● **Work item**: One number is all that is asked for: the number of lines below that hold the string "plate".

● **Record set**:
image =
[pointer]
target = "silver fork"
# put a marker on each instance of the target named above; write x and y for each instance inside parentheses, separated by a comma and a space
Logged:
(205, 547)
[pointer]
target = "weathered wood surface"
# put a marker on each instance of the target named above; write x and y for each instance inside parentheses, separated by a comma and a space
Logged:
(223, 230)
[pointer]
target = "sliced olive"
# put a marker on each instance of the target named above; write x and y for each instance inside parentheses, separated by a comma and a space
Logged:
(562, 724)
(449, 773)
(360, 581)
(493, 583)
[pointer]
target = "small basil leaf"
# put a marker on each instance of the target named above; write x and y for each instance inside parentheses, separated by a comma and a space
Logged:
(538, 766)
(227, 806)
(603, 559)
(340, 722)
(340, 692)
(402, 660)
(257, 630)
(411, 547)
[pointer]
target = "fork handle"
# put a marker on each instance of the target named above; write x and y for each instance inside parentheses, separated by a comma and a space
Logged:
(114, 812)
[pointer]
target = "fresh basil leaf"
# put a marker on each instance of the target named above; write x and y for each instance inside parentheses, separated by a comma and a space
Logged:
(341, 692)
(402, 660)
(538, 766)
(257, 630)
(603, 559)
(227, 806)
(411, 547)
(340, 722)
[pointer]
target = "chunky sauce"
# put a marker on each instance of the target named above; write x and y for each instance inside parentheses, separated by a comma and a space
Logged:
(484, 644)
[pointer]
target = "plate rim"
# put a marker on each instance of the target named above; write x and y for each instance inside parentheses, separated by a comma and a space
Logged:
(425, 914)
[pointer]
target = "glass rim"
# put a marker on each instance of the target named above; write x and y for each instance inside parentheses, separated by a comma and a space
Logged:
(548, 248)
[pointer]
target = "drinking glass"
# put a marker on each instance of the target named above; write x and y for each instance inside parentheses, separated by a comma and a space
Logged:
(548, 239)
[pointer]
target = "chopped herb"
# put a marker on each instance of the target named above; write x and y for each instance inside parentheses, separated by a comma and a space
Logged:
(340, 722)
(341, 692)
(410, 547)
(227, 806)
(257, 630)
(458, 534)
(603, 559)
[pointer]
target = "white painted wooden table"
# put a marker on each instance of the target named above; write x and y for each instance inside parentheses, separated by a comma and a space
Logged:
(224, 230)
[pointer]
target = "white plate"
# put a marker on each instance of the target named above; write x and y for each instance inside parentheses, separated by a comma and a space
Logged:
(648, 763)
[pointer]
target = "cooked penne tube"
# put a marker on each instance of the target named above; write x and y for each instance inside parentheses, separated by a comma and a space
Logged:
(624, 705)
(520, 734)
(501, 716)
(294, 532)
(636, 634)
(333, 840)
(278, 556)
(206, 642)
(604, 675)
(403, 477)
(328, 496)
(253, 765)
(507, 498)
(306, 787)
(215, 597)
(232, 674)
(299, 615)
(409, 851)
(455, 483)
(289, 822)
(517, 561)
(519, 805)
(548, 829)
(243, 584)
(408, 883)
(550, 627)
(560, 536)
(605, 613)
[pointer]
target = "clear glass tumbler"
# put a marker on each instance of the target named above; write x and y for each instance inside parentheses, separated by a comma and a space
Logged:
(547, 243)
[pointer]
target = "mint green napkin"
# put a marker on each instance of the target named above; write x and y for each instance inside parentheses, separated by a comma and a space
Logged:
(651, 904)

● **Problem solution**: 2